INSTRUCTIONS TO FOLLOW - Copy every row below word for word, leaving out the pictures.
──────── INPUT ROWS ────────
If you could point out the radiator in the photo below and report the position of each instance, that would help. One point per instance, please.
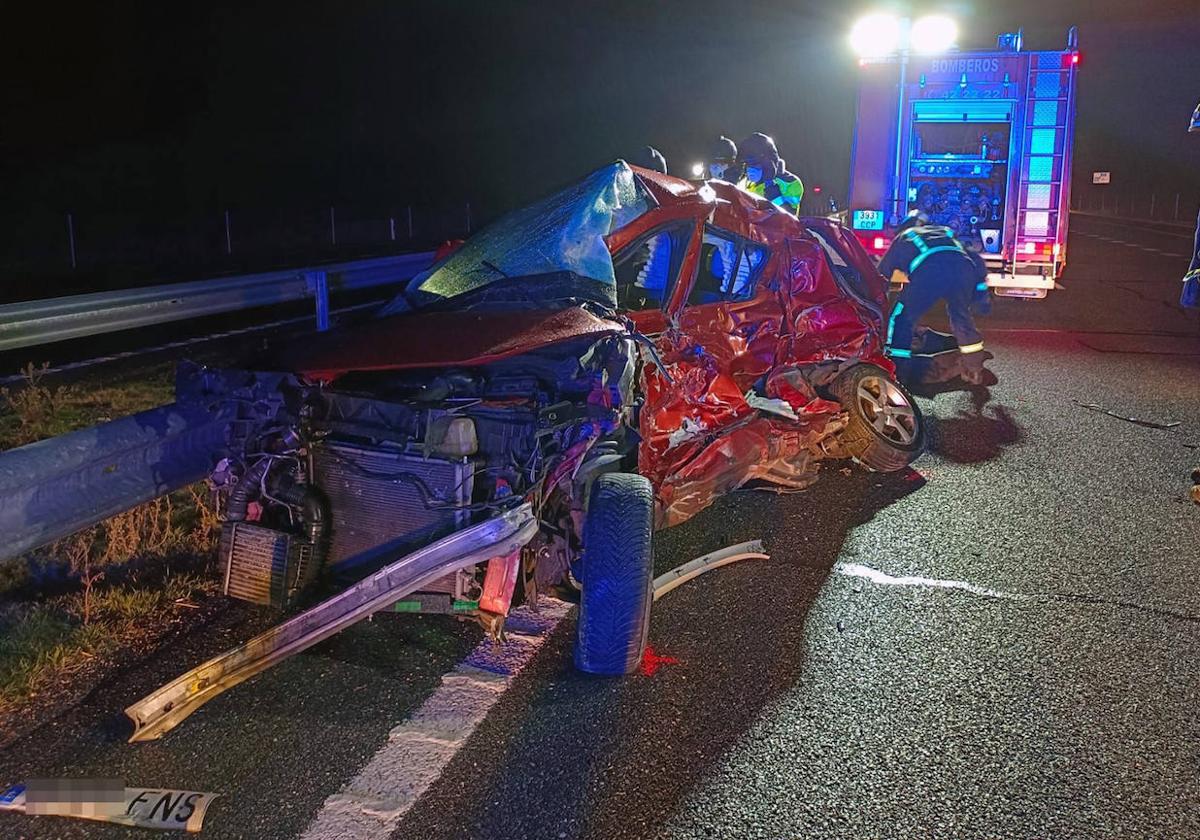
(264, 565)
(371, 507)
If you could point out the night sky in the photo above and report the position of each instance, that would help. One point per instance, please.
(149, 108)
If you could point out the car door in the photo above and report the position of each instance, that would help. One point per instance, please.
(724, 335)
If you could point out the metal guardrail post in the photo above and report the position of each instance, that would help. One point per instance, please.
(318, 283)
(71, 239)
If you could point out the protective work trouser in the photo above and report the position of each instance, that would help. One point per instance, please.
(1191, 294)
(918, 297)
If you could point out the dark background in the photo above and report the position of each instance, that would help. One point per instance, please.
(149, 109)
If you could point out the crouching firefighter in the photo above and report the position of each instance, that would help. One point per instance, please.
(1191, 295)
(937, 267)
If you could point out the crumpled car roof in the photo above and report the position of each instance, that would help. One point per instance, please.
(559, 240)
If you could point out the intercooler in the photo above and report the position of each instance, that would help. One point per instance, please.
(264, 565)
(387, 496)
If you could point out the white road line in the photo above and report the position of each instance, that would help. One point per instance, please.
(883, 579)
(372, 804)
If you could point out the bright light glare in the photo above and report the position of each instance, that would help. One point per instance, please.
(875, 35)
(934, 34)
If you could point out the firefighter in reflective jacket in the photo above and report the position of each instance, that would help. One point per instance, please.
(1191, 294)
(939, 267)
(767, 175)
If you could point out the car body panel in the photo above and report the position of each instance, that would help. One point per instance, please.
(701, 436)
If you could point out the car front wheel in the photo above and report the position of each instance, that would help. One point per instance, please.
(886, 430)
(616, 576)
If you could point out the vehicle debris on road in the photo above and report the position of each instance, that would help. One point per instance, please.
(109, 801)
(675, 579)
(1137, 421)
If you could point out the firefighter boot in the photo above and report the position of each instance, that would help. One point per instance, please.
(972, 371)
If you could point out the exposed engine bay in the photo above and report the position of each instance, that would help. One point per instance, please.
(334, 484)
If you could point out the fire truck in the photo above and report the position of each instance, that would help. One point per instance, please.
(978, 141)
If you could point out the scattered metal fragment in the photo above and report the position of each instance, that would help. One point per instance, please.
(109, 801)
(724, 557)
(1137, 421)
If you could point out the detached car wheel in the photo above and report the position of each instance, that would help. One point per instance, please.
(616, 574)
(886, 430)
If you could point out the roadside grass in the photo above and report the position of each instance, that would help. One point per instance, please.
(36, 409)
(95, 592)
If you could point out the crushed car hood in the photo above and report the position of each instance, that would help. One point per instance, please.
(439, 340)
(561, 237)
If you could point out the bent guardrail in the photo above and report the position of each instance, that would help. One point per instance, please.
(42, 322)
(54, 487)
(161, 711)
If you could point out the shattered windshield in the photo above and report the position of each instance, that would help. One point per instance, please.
────────
TASK SOLUTION -
If you could point out the radiator in the photo below and report the position of each instance, that would help. One point per instance, please.
(264, 565)
(371, 507)
If you could point out the night sky in the photo above and report the position of each instance, that would help. One point per instance, please.
(149, 108)
If you could point out the car door in the photo above and report the position of each instance, that would help. One point per instance, please.
(724, 335)
If you could point out the metal guardrail post in the photo above and report the position of each instance, that would help. One point per instance, please.
(318, 283)
(71, 239)
If you could point out the protective work trouser in the photo above and report the position of each instance, that would help. One point per instance, please.
(1191, 294)
(918, 297)
If you could point out the dark background in the photo above and report the position of each instance, that would help. One point per instance, please.
(149, 109)
If you could point out the crouching firefighter in the photo above and report the position of each instance, that would help. One point per instance, please.
(1191, 295)
(937, 267)
If you could point out the crumpled car roof in the photo above and report the position of each instance, that would help. One point per instance, please.
(559, 240)
If you could point out the intercooler in the photo above and report the position of each instance, that would help. One point per instance, please.
(264, 565)
(387, 496)
If you could point out the white road line in the photo above and report the position of each instance, that would help. One point per instance, please.
(883, 579)
(372, 804)
If you could point out the bright light glare in the photo above and report the position of each instance, that would help. One point per instance, please.
(875, 35)
(934, 34)
If you could point out the firefighter in reflective jacket in the photo above and report the position of each instance, that would help. One point per instance, please.
(1191, 294)
(939, 267)
(767, 175)
If you could point out the car body panel in the photo above and report the position of each instance, that would help. One point per instance, please.
(701, 436)
If you could point out the car front wheel in the photo above and report the position of each instance, that would help. One point per instance, please.
(886, 430)
(616, 576)
If you could point out the vehicle debris on road in the photo above and report the position of each instance, that would help. One point per instance, please.
(109, 801)
(675, 579)
(1137, 421)
If you could point out the firefighter boot in the photo above and report the position of each instance, that would help. One point per instance, please.
(972, 371)
If you could point out the exposed engine bay in the photo above and report the position of each instance, that would help. One point per instance, please.
(334, 484)
If you could point out the fire truck in the photo above and report the position of each instance, that would help. One point per instance, please.
(978, 141)
If you could point out the scattered metal fragment in the photo above and report the position of each instance, that would help. One point per instance, please.
(109, 801)
(724, 557)
(1137, 421)
If you could point out the detached car wheel in the photo above and report the position of each instance, that would help. One point per instance, please.
(616, 574)
(886, 430)
If you could point out the roadside grass in the photo above and report the position of each instance, that would help. One point per instance, please.
(36, 409)
(95, 592)
If you could point out the crushed car hood in the photo above and report the position of each instance, that would help. One point per instance, please.
(439, 340)
(561, 237)
If you could point out the bent guardrail in the photo above and report the position of each instance, that would help. One point per instance, please.
(42, 322)
(54, 487)
(161, 711)
If you could point out the shattered windshield in the photo above and report the position of each instance, that would help. One point per instance, please.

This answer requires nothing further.